YOUR INSTRUCTIONS: From the entries that follow, pick out all lines holding "robe".

______________________________

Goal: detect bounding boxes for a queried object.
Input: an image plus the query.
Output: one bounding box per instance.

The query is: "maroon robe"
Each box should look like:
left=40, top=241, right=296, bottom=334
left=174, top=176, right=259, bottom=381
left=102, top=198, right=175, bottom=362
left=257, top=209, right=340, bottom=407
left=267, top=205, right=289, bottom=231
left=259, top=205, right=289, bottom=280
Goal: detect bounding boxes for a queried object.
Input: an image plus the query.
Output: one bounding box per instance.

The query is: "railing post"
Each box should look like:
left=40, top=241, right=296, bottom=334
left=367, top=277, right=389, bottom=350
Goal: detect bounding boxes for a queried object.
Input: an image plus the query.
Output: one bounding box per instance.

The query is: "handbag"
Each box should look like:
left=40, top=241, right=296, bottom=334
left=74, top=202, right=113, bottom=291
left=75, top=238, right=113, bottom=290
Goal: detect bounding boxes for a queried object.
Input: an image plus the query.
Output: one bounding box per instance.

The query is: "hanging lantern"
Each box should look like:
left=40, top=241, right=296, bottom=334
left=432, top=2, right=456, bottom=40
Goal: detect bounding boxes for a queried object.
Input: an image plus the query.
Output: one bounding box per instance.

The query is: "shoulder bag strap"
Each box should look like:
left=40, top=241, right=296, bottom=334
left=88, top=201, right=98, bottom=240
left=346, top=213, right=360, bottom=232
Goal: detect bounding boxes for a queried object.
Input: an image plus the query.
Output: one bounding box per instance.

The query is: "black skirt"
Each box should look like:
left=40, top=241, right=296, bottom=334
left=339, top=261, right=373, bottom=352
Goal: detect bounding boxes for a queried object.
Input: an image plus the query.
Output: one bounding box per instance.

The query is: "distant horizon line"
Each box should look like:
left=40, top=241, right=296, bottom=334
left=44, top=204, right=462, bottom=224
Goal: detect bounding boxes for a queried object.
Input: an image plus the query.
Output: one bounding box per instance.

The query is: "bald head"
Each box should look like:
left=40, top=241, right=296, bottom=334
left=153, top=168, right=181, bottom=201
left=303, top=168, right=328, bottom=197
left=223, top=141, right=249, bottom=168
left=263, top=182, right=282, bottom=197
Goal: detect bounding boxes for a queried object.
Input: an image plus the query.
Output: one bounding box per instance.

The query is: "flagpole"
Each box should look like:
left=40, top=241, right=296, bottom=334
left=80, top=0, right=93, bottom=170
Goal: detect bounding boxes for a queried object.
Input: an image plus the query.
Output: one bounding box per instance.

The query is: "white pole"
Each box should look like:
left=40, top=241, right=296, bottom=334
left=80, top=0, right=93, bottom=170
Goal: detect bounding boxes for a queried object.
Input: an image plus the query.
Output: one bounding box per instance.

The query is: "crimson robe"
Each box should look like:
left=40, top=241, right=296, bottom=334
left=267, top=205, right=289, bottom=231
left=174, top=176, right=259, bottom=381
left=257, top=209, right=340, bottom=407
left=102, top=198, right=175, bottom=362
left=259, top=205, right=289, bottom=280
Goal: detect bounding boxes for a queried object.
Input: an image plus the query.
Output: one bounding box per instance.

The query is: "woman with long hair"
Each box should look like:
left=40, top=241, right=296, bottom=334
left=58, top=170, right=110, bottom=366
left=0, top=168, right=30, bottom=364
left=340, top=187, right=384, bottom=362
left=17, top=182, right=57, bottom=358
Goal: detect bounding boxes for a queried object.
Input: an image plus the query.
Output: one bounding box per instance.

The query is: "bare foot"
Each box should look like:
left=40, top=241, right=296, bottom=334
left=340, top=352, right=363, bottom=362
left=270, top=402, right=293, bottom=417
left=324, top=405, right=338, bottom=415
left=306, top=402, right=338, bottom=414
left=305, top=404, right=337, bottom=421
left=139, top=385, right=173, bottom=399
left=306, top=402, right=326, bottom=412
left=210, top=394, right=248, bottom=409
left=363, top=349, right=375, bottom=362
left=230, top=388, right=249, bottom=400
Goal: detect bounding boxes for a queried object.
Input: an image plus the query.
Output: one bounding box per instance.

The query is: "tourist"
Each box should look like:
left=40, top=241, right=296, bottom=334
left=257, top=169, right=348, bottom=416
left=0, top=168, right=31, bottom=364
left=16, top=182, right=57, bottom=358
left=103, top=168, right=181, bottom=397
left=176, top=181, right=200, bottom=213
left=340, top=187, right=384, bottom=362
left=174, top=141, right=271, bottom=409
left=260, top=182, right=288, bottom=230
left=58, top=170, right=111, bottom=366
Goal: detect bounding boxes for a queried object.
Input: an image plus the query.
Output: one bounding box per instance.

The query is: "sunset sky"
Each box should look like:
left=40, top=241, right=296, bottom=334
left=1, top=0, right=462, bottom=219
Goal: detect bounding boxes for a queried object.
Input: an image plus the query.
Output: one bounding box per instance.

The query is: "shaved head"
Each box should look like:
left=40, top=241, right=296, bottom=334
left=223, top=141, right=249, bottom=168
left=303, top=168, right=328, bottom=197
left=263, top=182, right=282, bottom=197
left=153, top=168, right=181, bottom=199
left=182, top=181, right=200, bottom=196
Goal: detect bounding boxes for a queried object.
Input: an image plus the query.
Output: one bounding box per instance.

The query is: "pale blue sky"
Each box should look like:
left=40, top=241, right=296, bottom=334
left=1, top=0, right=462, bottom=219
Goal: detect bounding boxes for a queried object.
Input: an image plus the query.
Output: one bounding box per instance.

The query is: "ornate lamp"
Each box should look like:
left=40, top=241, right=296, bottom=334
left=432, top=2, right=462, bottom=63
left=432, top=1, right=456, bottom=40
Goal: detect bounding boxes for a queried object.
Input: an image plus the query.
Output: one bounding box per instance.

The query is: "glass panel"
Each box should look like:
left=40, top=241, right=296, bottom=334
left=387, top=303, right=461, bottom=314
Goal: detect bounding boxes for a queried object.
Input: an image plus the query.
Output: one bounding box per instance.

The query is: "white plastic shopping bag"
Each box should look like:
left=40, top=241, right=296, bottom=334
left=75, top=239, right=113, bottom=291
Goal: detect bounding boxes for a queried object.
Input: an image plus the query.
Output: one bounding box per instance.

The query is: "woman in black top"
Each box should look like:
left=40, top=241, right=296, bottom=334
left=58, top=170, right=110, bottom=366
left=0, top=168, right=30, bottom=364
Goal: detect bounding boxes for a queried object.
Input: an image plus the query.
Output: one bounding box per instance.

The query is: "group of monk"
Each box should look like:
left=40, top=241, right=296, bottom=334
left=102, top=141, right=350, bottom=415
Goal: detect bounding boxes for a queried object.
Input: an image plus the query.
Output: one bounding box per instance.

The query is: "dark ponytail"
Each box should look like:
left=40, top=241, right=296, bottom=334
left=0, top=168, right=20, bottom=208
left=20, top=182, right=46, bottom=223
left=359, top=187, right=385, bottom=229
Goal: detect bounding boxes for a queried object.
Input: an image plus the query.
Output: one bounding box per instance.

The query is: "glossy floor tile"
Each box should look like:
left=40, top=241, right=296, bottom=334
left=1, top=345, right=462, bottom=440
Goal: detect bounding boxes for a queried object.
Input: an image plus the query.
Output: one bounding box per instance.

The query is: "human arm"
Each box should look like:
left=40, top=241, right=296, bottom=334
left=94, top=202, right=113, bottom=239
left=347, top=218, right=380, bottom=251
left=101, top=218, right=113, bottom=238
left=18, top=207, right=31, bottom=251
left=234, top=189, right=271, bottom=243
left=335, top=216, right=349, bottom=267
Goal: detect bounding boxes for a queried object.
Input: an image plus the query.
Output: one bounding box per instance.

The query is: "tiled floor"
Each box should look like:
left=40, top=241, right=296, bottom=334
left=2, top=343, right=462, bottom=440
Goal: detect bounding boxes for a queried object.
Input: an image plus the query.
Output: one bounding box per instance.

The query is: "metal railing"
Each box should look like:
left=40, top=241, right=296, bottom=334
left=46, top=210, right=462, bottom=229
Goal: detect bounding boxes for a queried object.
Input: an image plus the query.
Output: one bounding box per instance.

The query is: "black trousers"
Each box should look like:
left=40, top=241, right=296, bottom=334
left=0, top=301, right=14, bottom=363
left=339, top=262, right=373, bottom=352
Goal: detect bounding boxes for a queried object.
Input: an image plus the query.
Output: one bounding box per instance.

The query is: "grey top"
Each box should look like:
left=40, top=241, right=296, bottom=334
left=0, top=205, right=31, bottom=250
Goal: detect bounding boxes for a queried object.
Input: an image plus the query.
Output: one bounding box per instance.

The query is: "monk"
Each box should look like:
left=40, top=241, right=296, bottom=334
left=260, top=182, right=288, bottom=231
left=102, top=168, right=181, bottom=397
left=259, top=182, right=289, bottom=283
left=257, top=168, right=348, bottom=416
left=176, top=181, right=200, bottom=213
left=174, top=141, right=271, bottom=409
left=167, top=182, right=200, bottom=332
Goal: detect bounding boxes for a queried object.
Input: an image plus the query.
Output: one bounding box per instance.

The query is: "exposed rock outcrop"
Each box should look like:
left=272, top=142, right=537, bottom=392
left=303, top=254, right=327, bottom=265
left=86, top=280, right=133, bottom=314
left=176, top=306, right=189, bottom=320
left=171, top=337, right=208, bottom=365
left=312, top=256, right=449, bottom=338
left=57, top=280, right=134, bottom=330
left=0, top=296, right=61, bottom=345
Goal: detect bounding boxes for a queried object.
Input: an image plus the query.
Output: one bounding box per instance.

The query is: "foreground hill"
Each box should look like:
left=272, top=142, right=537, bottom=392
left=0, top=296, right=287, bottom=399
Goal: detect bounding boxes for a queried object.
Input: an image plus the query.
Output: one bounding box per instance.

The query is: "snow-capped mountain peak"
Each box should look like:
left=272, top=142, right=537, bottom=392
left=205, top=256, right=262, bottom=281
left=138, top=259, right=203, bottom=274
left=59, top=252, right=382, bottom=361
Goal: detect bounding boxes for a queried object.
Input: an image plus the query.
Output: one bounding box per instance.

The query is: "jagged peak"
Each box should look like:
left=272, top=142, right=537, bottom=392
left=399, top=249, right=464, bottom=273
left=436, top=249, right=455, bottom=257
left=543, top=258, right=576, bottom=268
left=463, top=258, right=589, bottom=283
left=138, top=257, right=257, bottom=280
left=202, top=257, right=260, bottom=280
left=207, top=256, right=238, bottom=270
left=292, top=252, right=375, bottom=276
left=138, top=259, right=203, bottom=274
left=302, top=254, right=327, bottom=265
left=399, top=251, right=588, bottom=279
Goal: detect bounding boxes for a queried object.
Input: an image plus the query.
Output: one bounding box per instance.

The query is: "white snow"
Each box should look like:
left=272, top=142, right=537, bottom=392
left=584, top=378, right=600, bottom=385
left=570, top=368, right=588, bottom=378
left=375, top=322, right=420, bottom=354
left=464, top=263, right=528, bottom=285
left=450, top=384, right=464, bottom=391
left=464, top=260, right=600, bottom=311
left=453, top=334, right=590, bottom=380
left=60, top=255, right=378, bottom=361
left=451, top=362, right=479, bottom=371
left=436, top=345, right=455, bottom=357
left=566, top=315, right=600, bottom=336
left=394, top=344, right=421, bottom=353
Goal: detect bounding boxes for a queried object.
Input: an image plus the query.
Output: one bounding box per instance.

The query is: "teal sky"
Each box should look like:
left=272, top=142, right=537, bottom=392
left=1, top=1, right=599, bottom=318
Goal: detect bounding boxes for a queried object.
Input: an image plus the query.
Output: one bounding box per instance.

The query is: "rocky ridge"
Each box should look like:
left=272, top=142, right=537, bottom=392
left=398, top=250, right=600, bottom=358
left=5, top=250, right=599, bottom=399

______________________________

THE COMPLETED TASK:
The query is: "maroon robe"
The query is: "crimson robe"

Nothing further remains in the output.